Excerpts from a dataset
########

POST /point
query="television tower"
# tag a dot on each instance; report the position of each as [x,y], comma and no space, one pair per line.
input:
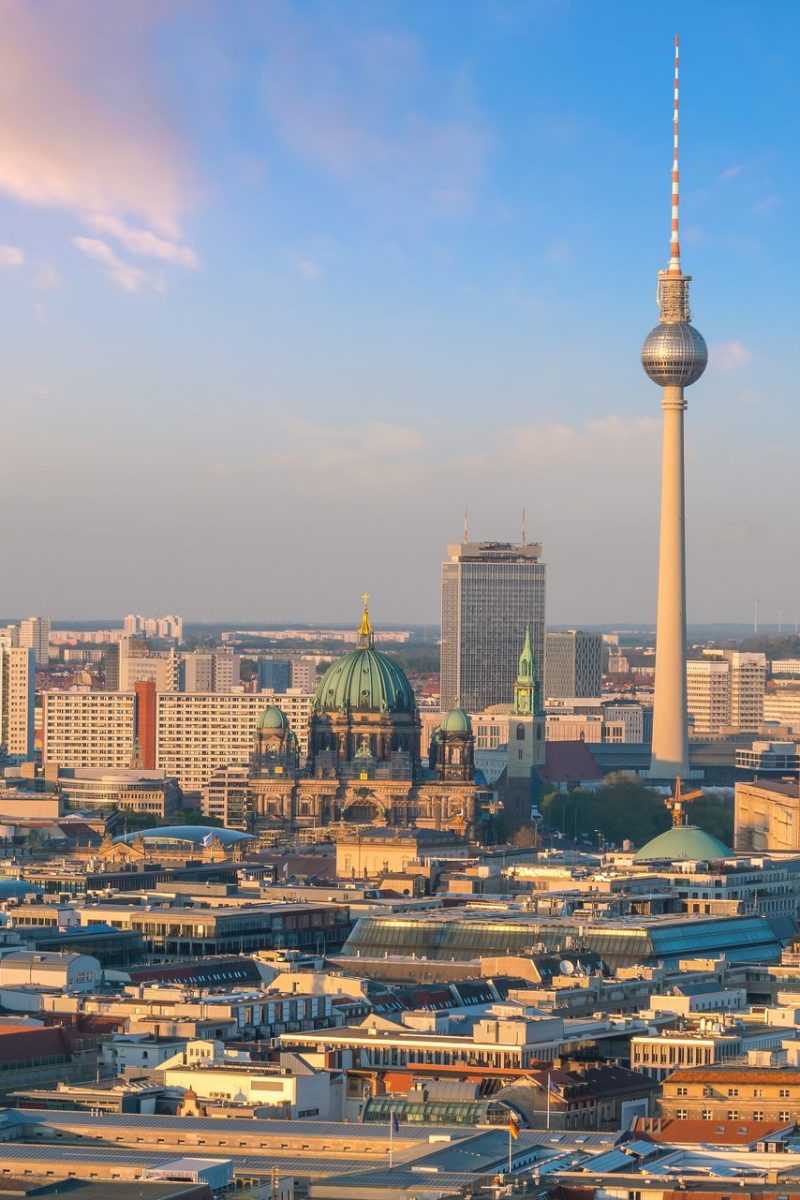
[674,355]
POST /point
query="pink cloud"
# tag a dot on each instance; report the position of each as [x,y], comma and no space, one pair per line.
[82,124]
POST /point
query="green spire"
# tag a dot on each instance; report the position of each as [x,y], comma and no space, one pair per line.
[524,689]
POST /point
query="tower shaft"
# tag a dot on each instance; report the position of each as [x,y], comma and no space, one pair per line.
[669,715]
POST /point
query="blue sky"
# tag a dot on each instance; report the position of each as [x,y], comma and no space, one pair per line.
[286,286]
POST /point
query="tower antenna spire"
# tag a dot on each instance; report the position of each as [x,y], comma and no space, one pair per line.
[674,240]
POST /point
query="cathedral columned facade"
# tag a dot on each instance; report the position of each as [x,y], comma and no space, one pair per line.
[365,763]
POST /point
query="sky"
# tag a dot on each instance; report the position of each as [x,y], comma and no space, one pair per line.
[287,286]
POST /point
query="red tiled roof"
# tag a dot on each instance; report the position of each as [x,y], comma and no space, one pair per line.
[734,1075]
[715,1133]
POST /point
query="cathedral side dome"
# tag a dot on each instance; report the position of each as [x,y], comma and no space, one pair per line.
[365,681]
[272,718]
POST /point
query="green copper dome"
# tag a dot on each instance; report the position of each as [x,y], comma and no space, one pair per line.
[274,719]
[457,721]
[683,843]
[365,681]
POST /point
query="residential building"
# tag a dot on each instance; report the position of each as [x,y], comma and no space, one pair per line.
[139,664]
[572,664]
[302,675]
[17,681]
[198,733]
[708,696]
[765,760]
[211,671]
[491,594]
[35,635]
[89,729]
[782,705]
[747,687]
[768,816]
[166,628]
[726,691]
[274,673]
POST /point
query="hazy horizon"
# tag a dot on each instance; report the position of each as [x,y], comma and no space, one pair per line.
[284,289]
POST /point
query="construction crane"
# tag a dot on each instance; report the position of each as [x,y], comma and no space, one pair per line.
[678,799]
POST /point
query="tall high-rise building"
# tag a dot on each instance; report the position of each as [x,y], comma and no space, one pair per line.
[89,729]
[211,671]
[17,679]
[674,355]
[747,688]
[572,664]
[726,691]
[708,695]
[491,593]
[35,635]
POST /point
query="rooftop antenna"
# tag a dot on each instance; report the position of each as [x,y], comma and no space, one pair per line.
[674,241]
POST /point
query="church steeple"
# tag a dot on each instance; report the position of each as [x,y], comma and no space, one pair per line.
[524,689]
[366,633]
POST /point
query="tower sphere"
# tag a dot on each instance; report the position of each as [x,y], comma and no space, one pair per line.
[674,354]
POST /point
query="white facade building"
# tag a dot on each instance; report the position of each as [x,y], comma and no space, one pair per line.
[89,729]
[17,681]
[199,732]
[35,635]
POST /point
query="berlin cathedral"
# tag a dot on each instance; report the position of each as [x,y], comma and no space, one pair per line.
[366,765]
[365,762]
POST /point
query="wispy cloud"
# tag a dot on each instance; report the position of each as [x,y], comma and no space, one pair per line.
[85,127]
[145,243]
[366,108]
[125,275]
[10,257]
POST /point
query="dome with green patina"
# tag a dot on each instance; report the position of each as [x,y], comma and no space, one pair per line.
[683,844]
[272,720]
[365,681]
[457,721]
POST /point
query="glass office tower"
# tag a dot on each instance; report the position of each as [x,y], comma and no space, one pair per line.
[491,593]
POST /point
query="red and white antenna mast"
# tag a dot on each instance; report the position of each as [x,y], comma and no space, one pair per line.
[674,241]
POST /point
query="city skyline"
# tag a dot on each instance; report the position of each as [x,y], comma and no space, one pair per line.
[426,215]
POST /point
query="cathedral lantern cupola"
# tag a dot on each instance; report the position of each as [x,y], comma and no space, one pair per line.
[455,748]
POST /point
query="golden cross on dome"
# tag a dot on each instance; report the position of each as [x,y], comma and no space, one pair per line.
[365,629]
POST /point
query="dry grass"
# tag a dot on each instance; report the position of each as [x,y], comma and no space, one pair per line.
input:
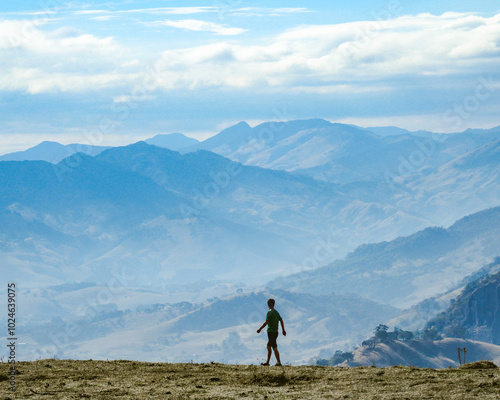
[67,379]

########

ABOUT THIS TASK: All lines above with "antenna" in them should be returned.

WRITTEN REPLY:
query="tower antenna spire"
query="rooftop antenna"
query="red and white antenna mast"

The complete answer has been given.